» Supplied material
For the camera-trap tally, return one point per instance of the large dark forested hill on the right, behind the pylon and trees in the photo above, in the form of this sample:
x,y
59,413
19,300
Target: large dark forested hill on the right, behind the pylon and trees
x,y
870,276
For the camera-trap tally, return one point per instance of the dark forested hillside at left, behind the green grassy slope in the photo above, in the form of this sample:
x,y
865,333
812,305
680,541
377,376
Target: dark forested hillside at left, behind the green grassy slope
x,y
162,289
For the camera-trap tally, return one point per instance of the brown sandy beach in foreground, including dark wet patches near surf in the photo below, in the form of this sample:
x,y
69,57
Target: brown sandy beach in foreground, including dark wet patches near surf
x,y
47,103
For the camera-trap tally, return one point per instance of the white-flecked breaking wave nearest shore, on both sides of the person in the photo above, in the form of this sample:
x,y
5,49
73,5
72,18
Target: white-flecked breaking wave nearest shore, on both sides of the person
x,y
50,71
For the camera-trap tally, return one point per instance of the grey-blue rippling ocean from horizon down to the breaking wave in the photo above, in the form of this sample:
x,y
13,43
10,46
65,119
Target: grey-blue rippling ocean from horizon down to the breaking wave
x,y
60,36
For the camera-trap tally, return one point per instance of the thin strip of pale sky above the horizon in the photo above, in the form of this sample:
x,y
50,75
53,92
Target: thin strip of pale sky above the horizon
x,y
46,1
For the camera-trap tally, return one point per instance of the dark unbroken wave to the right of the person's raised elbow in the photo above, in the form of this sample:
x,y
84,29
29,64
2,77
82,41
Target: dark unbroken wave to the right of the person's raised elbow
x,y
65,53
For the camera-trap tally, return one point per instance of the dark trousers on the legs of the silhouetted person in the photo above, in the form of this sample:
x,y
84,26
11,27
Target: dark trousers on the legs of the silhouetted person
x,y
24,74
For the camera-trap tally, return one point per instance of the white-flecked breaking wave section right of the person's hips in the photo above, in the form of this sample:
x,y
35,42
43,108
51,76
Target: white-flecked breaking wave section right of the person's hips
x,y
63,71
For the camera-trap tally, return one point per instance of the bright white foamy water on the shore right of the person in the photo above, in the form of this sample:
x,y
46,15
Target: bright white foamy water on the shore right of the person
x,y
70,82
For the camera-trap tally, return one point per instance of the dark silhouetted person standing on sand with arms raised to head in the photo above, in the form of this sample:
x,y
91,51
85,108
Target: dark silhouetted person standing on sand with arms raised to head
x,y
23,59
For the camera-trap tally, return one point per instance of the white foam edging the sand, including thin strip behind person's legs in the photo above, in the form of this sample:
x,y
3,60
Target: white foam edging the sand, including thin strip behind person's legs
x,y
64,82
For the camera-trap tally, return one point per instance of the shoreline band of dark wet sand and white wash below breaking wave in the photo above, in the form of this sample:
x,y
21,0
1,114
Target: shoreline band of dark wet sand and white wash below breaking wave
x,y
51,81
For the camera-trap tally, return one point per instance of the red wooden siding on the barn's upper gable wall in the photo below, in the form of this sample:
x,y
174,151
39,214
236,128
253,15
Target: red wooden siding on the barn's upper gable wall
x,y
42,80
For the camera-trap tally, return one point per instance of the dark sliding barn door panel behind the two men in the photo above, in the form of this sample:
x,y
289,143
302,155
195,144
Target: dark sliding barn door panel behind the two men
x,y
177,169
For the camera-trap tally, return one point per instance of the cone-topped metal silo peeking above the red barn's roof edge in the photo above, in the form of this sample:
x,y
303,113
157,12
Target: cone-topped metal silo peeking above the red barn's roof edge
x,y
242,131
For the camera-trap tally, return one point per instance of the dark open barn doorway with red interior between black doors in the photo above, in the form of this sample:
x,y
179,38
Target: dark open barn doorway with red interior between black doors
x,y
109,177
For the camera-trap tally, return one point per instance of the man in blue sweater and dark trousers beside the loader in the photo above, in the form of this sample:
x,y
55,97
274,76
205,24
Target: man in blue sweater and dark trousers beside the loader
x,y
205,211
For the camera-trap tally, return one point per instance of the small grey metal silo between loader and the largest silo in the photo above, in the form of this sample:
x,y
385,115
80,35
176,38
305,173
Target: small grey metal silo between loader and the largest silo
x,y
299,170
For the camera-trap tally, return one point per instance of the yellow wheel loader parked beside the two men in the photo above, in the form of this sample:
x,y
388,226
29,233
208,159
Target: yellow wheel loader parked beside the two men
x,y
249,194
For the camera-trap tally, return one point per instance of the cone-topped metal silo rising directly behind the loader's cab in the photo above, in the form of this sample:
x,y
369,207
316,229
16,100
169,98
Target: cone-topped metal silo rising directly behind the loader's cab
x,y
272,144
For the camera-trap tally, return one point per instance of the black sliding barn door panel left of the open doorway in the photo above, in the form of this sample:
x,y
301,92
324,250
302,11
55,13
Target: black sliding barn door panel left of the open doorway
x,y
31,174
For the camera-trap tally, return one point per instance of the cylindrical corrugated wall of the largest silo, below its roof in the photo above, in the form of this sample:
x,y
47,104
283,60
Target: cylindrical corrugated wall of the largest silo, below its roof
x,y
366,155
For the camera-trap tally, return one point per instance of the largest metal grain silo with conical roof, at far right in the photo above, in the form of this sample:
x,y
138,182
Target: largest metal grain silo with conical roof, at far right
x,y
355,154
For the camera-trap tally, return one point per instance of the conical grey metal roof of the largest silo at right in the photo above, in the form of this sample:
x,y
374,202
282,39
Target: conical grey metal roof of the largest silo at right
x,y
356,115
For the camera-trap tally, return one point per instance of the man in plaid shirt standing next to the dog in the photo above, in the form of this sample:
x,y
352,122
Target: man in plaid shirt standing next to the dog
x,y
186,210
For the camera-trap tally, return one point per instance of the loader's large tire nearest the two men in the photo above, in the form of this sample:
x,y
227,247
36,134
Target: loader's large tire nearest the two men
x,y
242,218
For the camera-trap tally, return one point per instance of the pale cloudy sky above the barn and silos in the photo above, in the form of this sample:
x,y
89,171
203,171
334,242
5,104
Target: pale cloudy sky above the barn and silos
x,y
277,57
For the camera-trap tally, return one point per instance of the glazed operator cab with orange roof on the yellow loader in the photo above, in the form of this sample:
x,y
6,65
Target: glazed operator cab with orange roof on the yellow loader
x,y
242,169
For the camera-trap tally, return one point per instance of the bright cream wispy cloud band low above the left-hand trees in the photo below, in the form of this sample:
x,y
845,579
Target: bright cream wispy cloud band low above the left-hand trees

==

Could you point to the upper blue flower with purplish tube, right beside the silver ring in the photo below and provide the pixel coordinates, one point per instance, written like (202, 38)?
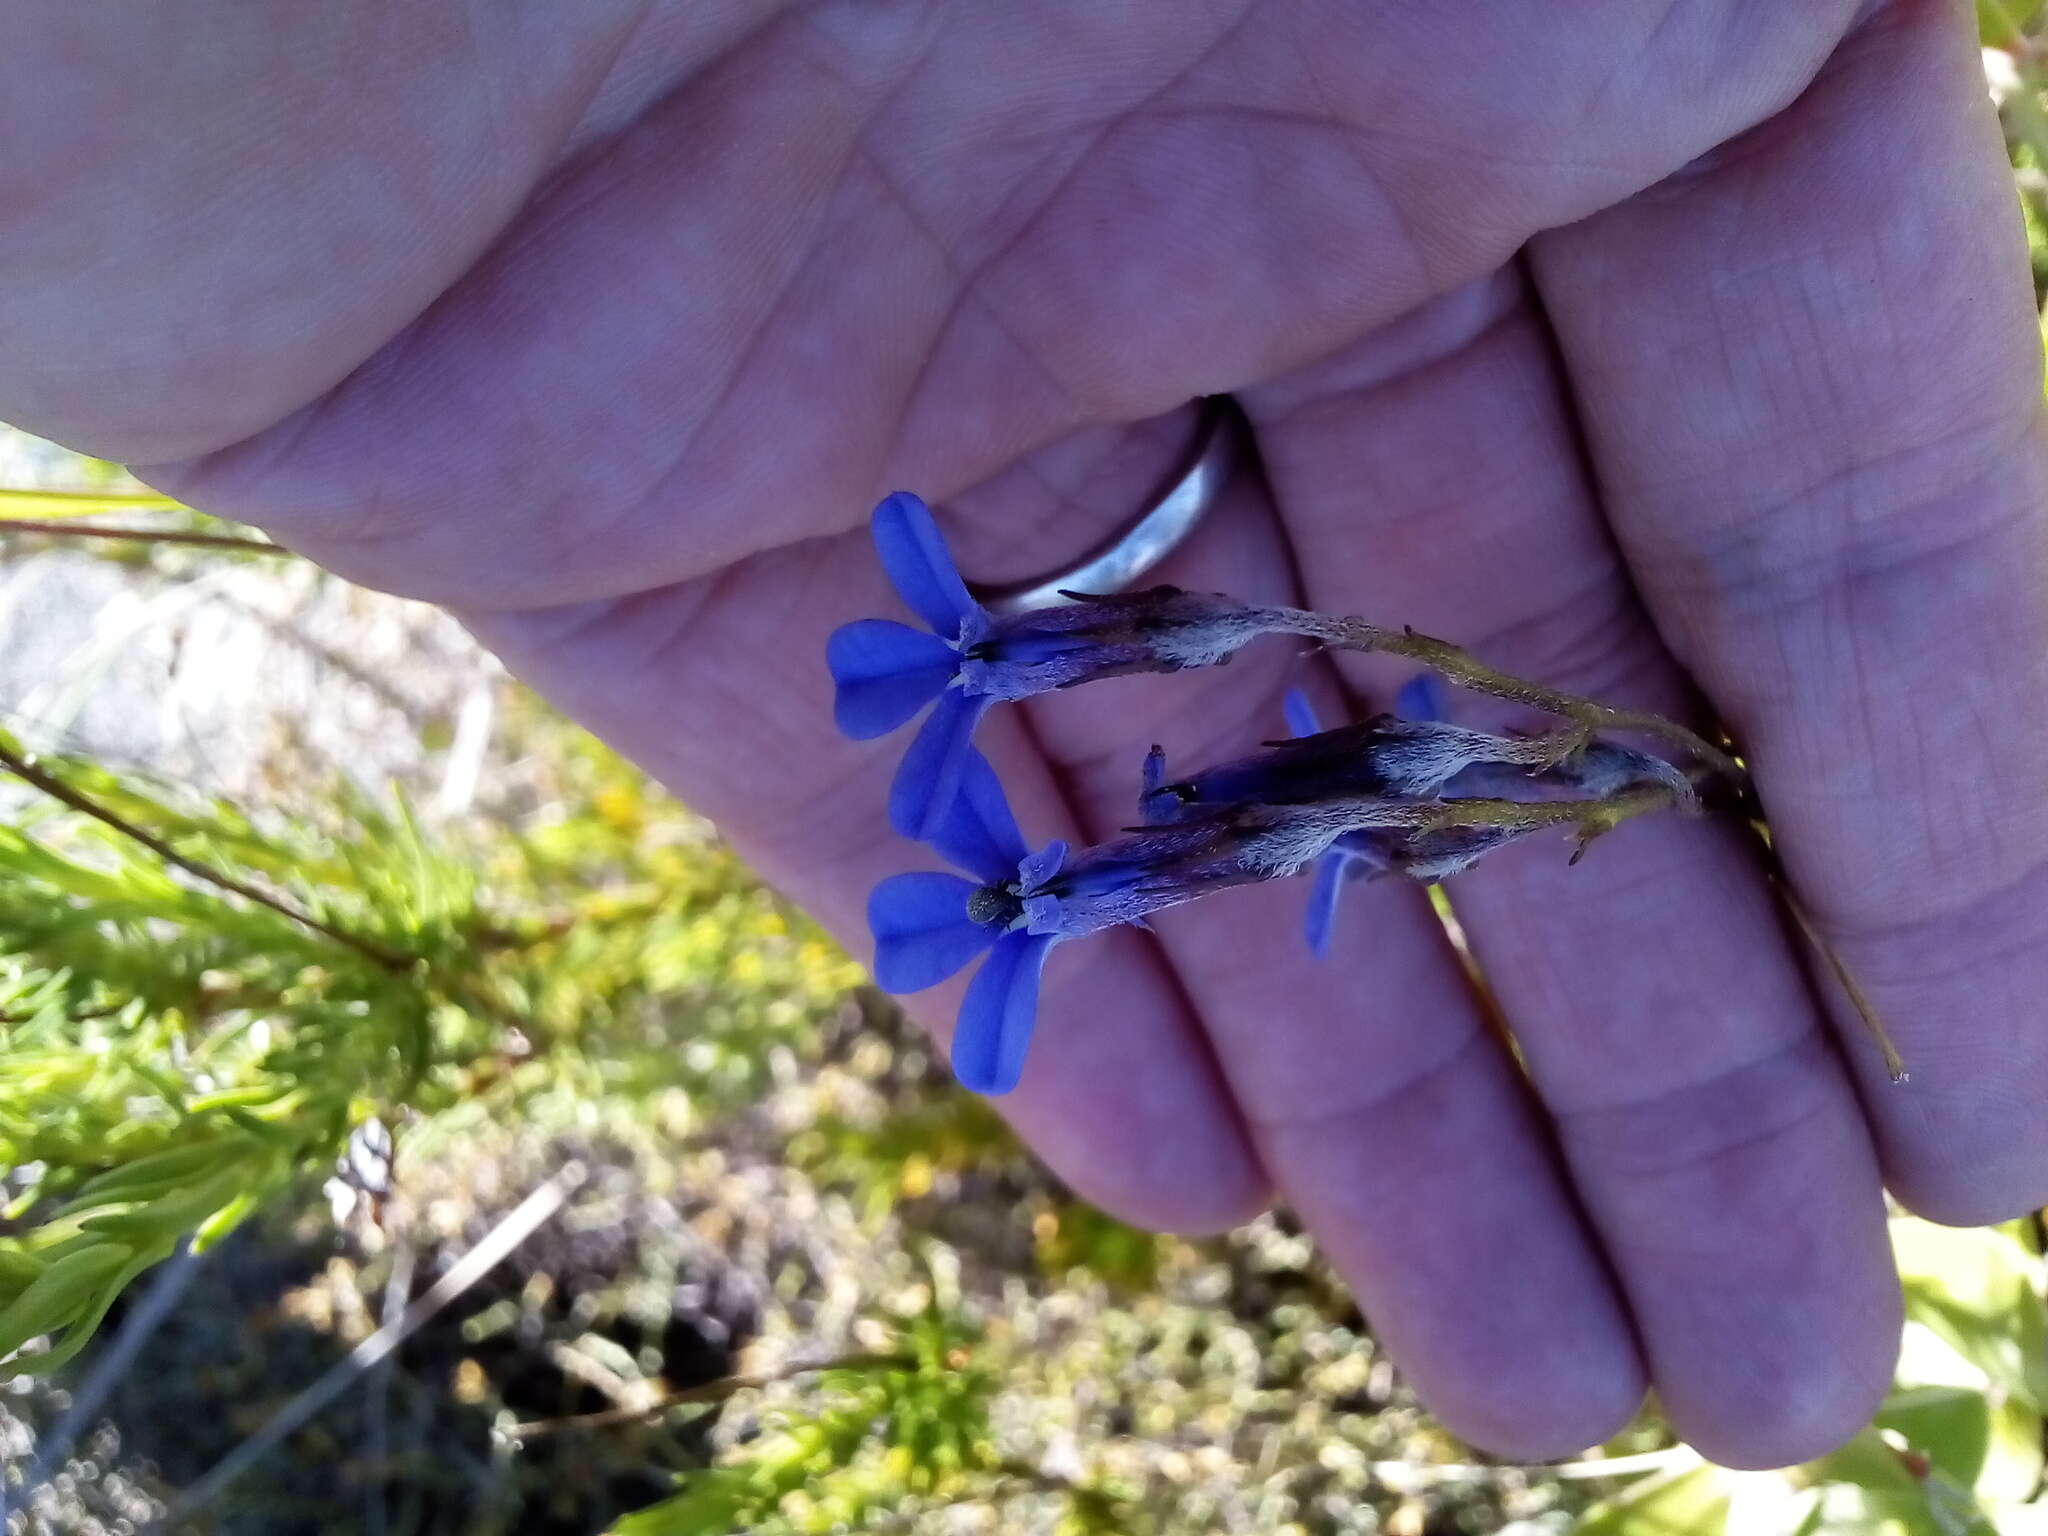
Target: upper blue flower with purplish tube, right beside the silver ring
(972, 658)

» Task instructions
Show, from the listing above, every line holding the word "cream".

» Answer space
For the camera-trap tally, return one point per instance of the bright cream wispy cloud band low above the left-hand trees in the photo below, in the form of this sample:
Target: bright cream wispy cloud band low above the left-hand trees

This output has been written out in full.